== DATA SHOWN ==
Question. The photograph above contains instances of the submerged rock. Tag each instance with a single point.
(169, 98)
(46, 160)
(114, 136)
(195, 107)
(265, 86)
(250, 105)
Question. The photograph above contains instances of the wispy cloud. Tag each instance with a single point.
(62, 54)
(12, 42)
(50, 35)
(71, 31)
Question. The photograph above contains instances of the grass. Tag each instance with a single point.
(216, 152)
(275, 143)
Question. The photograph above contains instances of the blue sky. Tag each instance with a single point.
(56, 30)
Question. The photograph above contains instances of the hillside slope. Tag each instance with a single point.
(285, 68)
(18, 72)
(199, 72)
===
== DATA SHOWN ==
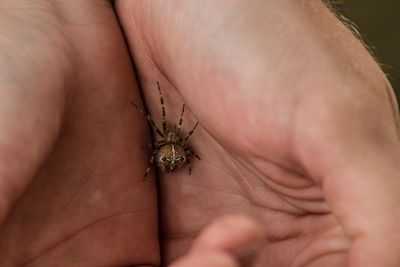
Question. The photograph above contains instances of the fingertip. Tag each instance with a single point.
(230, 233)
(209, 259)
===
### TASK INSTRUCTIONS
Locate each row above that contains the word "photograph" and copy those rows out in full.

### ANSWER IN FULL
Question. The photograph above contains instances of the submerged rock. Tag each instance with a single point.
Question. The photograph above contains instances of the wispy cloud. Tag each instance with a single point.
Question. The photograph above contains instances of the grass. Tag each instance with a single point.
Question. The photograph above contains instances of the blue sky. Tag each instance with a single point.
Question. The photograph above contains instances of the hillside slope. Tag each instance with a single point.
Question. The photograph above contains instances of the fingertip. Tag each instance with a single point.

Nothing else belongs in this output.